> Краткое задание
От чьего лица, согласно приведенному ниже отрывку о рассказах И. Бобровского, ведется рассказ «Темно, мало света»?

> Избранный отрывок
Большую роль играет в создании разговорной речи выбор способа повествования: от третьего или от первого лица. У И. Бобровского эти два способа вообще трудно разграничить, они не существуют у него в чистом виде. В «Мышином празднике» повествование ведется от первого лица и с этой точки зрения, по сравнению с остальными тремя рассказами, наиболее объективно. Но и здесь присутствие автора обнаруживается введением фразы: «Что ж, посидим и посмотрим». В «Пророке» и «Плясуне Малиге» это «мы» встречается или подразумевается уже часто: «мы встанем…», «рядом с нами окажутся…», «наш знакомый…», «мы-то знаем», «мы расскажем» и т. п. Это усиливает эффект присутствия рассказчика, создает интимный, даже заговорщицкий тон его беседы с читателем и одновременно со своими героями. Но в этих двух рассказах есть моменты, когда «мы» переходит в «я», т. е. присутствие рассказчика уже не подлежит сомнению: «я думаю», «я сказать не берусь…» Таким образом, «я» повествователя – одно из слагаемых «мы», а это подчеркивает близость рассказчика и к читателю, и к герою. Следовательно, имеется повествователь, который от лица своего «я» ведет рассказ: «Я знаю только то, что рассказал…»

Рассказ «Темно, мало света» ведется от первого лица – от лица г-на Фенске, западноберлинского жителя, – конечно, до того момента, пока он не передоверяет повествование тому или иному посетителю «Охотничьего домика».

При этом позиция и взгляды автора и рассказчика ни в одном из рассказов полностью не совпадают. Автор знает больше, видит дальше и глубже. Но сближает их тревожное настроение, беспокойная совесть, заставляющая вновь и вновь вспоминать прошлое и вглядываться в настоящее. Автора и рассказчика роднят тонкое поэтическое восприятие мира, мечтательность, а главное – судьба, которую определила война.

От роли повествователя в определенной мере зависит композиция произведения. В рассказах И. Бобровского эта роль далеко не служебная, и ее наличие объясняется отнюдь не просто стремлением связать в единое целое разные события. Личная интонация является организующим началом, придает повествованию разговорность, сказовость.

> Фрагмент данных
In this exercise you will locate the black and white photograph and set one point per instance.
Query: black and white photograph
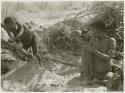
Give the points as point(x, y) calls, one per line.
point(62, 46)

> Полный ответ
От первого лица: от лица г-на Фенске, западноберлинского жителя.